------ Available records ------
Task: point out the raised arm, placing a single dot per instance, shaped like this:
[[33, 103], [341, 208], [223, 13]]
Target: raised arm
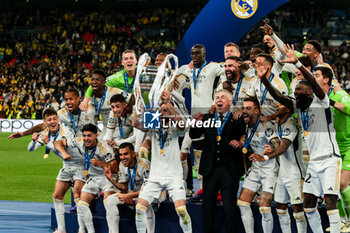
[[35, 129], [292, 58]]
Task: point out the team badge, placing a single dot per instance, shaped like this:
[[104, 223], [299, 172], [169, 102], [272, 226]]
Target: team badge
[[244, 9]]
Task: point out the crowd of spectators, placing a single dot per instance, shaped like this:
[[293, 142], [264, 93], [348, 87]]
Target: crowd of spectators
[[42, 53]]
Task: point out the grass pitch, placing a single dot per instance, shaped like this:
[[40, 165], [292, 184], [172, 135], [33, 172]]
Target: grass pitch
[[24, 175]]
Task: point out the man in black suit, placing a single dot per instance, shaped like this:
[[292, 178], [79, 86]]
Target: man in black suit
[[221, 162]]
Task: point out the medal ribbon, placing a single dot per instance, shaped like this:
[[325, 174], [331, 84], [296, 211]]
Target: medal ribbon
[[305, 119], [47, 150], [279, 128], [132, 178], [265, 91], [98, 108], [219, 130], [234, 101], [127, 88], [162, 138], [121, 131], [194, 77], [72, 121], [249, 139], [87, 157]]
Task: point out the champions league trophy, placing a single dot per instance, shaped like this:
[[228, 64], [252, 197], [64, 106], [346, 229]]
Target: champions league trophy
[[151, 81]]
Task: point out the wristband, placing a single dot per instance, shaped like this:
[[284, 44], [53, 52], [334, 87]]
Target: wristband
[[298, 64]]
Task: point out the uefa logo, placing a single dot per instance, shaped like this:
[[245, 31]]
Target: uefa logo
[[244, 9]]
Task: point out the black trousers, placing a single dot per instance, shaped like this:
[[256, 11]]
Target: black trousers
[[220, 179]]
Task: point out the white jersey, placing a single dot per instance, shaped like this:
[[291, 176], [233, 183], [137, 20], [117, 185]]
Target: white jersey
[[106, 107], [118, 127], [168, 164], [101, 151], [203, 94], [142, 173], [242, 93], [269, 105], [263, 135], [75, 122], [291, 160], [320, 136], [63, 133], [293, 85]]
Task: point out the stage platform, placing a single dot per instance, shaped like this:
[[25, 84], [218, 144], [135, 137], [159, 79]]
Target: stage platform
[[167, 220]]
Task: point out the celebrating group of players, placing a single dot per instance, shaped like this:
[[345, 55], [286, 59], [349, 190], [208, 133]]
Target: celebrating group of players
[[297, 138]]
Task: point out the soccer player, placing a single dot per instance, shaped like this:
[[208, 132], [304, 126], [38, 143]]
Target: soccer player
[[70, 116], [288, 187], [119, 118], [267, 103], [133, 172], [101, 97], [97, 155], [231, 49], [166, 170], [123, 80], [261, 174], [237, 84], [340, 102], [323, 172], [204, 78], [72, 171]]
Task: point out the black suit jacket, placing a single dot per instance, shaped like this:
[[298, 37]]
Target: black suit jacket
[[233, 129]]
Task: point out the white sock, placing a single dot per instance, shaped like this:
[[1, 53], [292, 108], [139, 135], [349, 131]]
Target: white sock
[[141, 218], [86, 216], [334, 220], [284, 219], [300, 221], [314, 219], [267, 219], [112, 213], [59, 210], [151, 220], [184, 169], [185, 219], [247, 216]]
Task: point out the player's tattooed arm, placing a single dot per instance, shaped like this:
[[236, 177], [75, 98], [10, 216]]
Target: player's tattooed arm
[[279, 149]]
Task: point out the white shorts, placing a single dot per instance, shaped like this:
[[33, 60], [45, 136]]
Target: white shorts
[[257, 178], [152, 188], [71, 174], [96, 185], [289, 190], [323, 177]]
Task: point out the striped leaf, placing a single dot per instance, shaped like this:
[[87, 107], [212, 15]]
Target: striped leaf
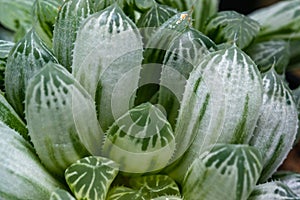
[[22, 174], [220, 104], [234, 168], [5, 47], [61, 194], [273, 190], [107, 59], [69, 18], [57, 109], [276, 128], [44, 15], [145, 188], [279, 21], [11, 118], [232, 27], [141, 140], [270, 53], [91, 177], [27, 57], [183, 55], [291, 179]]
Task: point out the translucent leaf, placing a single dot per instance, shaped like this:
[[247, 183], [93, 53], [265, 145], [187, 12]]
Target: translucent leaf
[[107, 58], [232, 27], [69, 18], [220, 104], [61, 194], [90, 177], [273, 190], [11, 118], [279, 21], [57, 109], [234, 168], [141, 140], [270, 53], [22, 174], [276, 128], [26, 58]]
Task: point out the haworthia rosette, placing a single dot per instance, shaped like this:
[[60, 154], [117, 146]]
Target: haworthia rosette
[[279, 21], [56, 100], [22, 174], [220, 104], [276, 128], [44, 14], [60, 194], [142, 140], [270, 53], [91, 177], [27, 57], [273, 190], [234, 168], [69, 18], [232, 27], [107, 58], [11, 118]]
------
• _Task_
Please pull out every line above and reproduce each one word for word, leaving out the pictures.

• _Finished task_
Task: point out the raised arm, placing a single dot per instance, shaped like this:
[[33, 103], [341, 208], [223, 13]]
Target: raised arm
[[35, 129], [292, 58]]
Task: point out the team badge, placing a single dot per instance, shaped like this:
[[104, 223], [299, 172], [169, 102], [272, 226]]
Target: team badge
[[244, 9]]
Task: point out the crowd of spectators, placing a single dot per instance, shaped like this:
[[293, 142], [264, 93], [348, 87]]
Target: crowd of spectators
[[42, 53]]
Task: point out the grass pitch, placing a single dot per instance, shaped like this:
[[40, 165], [292, 184], [172, 135], [33, 172]]
Target: grass pitch
[[24, 175]]
Task: point out the man in black suit, placing a single dot per instance, shaped like this:
[[292, 178], [79, 86]]
Target: man in black suit
[[221, 162]]
Task: point out the medal ribbon, placing a single dot per instance, shaped like this:
[[325, 174], [331, 84], [296, 211]]
Target: medal ribbon
[[305, 119], [47, 150], [279, 128], [132, 178], [265, 91], [98, 108], [219, 130], [234, 101], [127, 88], [162, 138], [121, 131], [194, 77], [72, 121], [249, 139], [87, 157]]
Task: point out the champions league trophy, placing a single dot per instance, shaped like this:
[[228, 64], [252, 197], [64, 106], [346, 229]]
Target: champions league trophy
[[151, 81]]
Task: point out the wristband, placing a single dot per instance, shaped like this:
[[284, 44], [53, 52], [334, 87]]
Target: wristband
[[298, 64]]
Task: point out the uefa logo, placing a single dot per instance, shaped like this:
[[245, 31]]
Target: uefa logo
[[244, 9]]
Task: point out the black trousers, placing a single dot per instance, shaped like this:
[[256, 11]]
Target: black trousers
[[220, 179]]
Task: point out the white jersey, placing a single dot per instance, shaped like this:
[[291, 176], [233, 183], [137, 20], [117, 185]]
Target: white jersey
[[106, 107], [118, 127], [168, 164], [101, 151], [203, 94], [142, 173], [242, 93], [269, 105], [263, 135], [75, 122], [291, 160], [320, 136], [63, 133], [293, 85]]
Task: point out the stage platform, placing a single dot per instance, shaped like this:
[[25, 84], [218, 144], [135, 137], [159, 79]]
Target: stage platform
[[167, 220]]
Task: point out the celebrating group of players, placing a single dot per instance, shaped like this:
[[345, 55], [286, 59], [349, 190], [208, 133]]
Target: celebrating group of players
[[297, 138]]
Task: point out the soccer player, placing a single dot per instance, shaped like this:
[[208, 132], [304, 126], [38, 143]]
Target: soccer player
[[70, 116], [288, 187], [119, 118], [267, 103], [133, 172], [101, 97], [97, 155], [231, 49], [166, 170], [123, 80], [261, 174], [237, 84], [340, 102], [323, 172], [204, 78], [72, 171]]
Task: point out the black suit jacket, placing a single dot per instance, shaped like this:
[[298, 37]]
Target: black suit jacket
[[233, 129]]
Task: point out the white sock, placing a single dot per instance, shaped like this:
[[1, 53], [292, 108], [139, 135], [349, 131]]
Target: white sock
[[141, 218], [86, 216], [334, 220], [284, 219], [300, 221], [314, 219], [267, 219], [112, 213], [59, 210], [151, 220], [184, 169], [185, 219], [247, 216]]
Task: point out the player's tattooed arm, placing a single dot per instance, shaped like this:
[[236, 177], [75, 98], [10, 216]]
Target: player's tattooed arm
[[279, 149]]
Task: point out the white shorts, placing a single dot per instance, shaped like this:
[[33, 60], [45, 136]]
Target: white shorts
[[257, 178], [152, 188], [71, 174], [96, 185], [289, 190], [323, 177]]
Task: point out the striped leaf, placing a single dot per instance, shaped like this:
[[87, 107], [212, 15]]
Target: striped leaf
[[22, 174], [220, 104], [234, 168], [5, 47], [61, 194], [273, 190], [107, 59], [69, 18], [57, 109], [276, 128], [44, 15], [145, 188], [279, 21], [11, 118], [232, 27], [141, 140], [270, 53], [91, 177], [27, 57], [183, 55], [291, 179]]
Task: point out the translucent leaf, placing a single dot per instance, shaped like this:
[[247, 183], [93, 53], [265, 145], [187, 12]]
Target: translucent leaf
[[107, 58], [232, 27], [69, 18], [220, 104], [61, 194], [90, 177], [273, 190], [11, 118], [279, 21], [57, 109], [234, 168], [141, 140], [270, 53], [22, 174], [276, 128], [26, 58]]
Task: point out the haworthia rosette, placing a single dot per instance, shaped like this:
[[60, 154], [117, 146]]
Target: haworthia rosette
[[279, 21], [56, 100], [22, 174], [220, 104], [276, 128], [44, 14], [60, 194], [142, 140], [270, 53], [91, 177], [27, 57], [273, 190], [234, 168], [69, 18], [232, 27], [107, 58], [11, 118]]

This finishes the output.